■ Page extract ■
Announcing The 2014 Field Guide to Software for Nonprofits
2014 Field Guide to Software for Nonprofits
We'd like to tell you about the Field Guide to Software for Nonprofits, our flagship product, which we've newly updated for 2014. This handy reference book to the different types of software available to help your organization will become your go-to guide, whether you're a technologist or tech-averse.
The Idealware mission is to help nonprofits like yours make smart technology decisions, and the Field Guide is the perfect summary of that mission. Each year we update it to reflect the thousands of hours of research, interviews, and analysis we conduct around nonprofit technology, as well as trends and needs in the nonprofit sector.
Inside the 220-page book, you'll find information on every type of software to benefit your nonprofit. In each section you'll get an overview of the different tools available to you, what you can use them for, the options widely used by other nonprofits, and guidance on where to seek out more information. For the 2014 edition, we've added completely new research and recommendations, up-to-the minute listings of software rates and features, and insight into software and technology on the cutting edge.

■ Data records ■

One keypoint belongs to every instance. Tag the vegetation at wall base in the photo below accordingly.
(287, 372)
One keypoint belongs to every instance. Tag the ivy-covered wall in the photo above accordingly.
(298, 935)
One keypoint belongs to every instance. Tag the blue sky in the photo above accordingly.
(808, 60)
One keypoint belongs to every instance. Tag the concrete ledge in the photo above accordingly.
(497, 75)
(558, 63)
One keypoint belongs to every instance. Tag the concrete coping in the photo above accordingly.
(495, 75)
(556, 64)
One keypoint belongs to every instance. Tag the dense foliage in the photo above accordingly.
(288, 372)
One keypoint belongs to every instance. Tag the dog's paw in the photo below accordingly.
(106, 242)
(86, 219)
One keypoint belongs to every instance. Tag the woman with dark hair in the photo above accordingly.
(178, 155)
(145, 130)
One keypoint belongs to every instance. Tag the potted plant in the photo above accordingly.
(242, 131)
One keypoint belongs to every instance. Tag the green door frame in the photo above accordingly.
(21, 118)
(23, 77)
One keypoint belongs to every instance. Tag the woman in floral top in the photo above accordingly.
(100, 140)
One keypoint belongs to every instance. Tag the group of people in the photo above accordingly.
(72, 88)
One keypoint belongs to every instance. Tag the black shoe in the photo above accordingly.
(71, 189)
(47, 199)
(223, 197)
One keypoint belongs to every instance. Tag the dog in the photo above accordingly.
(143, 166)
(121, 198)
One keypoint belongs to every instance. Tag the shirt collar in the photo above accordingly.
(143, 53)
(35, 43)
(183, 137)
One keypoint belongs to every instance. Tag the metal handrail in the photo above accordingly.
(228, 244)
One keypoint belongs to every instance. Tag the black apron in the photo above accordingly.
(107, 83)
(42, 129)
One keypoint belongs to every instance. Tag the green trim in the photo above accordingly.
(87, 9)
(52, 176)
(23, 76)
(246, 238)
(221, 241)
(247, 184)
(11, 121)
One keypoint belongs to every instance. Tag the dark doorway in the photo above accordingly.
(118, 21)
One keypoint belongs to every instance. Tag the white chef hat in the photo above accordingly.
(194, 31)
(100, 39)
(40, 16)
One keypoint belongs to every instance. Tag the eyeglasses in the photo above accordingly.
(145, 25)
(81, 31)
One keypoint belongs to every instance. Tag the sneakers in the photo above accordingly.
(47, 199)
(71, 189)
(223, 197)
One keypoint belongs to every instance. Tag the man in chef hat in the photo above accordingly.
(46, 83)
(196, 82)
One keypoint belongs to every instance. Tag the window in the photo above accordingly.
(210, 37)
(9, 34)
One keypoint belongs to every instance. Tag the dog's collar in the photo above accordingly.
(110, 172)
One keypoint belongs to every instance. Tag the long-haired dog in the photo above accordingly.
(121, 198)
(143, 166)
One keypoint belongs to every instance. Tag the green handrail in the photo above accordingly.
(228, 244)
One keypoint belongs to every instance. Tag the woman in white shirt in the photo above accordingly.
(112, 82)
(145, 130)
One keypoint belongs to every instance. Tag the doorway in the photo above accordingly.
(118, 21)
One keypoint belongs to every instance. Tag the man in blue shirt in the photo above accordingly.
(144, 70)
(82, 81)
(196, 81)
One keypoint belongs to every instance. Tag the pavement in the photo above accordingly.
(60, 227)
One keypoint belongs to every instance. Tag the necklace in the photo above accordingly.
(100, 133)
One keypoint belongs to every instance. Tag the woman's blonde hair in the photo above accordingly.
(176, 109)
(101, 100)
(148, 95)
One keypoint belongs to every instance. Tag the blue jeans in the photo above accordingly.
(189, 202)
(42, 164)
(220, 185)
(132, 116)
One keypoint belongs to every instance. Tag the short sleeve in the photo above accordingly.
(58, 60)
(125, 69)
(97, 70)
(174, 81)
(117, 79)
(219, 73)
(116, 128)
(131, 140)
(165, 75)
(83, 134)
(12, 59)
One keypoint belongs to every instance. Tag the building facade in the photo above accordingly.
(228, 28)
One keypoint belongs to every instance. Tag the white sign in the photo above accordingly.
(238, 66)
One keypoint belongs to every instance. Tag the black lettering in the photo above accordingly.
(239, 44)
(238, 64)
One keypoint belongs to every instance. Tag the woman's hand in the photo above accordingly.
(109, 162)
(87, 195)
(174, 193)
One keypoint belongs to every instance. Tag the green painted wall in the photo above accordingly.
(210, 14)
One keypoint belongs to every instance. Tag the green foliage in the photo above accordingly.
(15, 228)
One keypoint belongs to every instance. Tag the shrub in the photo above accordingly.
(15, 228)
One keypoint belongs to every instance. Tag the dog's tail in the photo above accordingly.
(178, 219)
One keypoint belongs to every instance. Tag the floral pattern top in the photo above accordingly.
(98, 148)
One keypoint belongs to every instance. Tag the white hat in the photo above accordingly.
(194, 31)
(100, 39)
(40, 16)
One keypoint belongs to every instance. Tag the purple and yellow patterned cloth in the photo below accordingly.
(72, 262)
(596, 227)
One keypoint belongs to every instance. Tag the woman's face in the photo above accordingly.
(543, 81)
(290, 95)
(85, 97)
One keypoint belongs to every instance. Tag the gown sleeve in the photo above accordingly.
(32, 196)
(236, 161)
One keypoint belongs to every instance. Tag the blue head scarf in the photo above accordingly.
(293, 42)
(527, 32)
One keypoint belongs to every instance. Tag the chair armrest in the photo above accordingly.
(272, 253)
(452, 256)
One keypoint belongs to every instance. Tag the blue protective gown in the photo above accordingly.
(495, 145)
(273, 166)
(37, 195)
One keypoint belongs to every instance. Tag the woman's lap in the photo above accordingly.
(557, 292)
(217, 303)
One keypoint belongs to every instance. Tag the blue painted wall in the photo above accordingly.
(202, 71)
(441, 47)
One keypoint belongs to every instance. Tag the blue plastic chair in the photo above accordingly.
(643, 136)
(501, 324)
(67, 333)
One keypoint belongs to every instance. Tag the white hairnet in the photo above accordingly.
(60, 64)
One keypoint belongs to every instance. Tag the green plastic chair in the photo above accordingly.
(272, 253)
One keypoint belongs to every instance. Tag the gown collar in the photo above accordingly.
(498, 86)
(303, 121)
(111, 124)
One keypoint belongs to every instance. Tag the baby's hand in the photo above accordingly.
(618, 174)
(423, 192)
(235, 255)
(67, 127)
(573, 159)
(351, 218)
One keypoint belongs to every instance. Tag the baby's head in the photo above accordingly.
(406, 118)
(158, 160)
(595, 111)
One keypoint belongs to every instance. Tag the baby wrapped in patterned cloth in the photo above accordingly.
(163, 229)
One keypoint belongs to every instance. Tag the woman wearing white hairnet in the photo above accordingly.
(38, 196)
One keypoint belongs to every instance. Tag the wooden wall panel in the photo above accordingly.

■ Task description ■
Using the Field Guide announcement, answer these questions:
1. How many pages long is the book?
2. What is the Idealware mission?
3. How often is the Field Guide updated?

■ Full answer ■
1. 220 pages.
2. To help nonprofits make smart technology decisions.
3. Each year.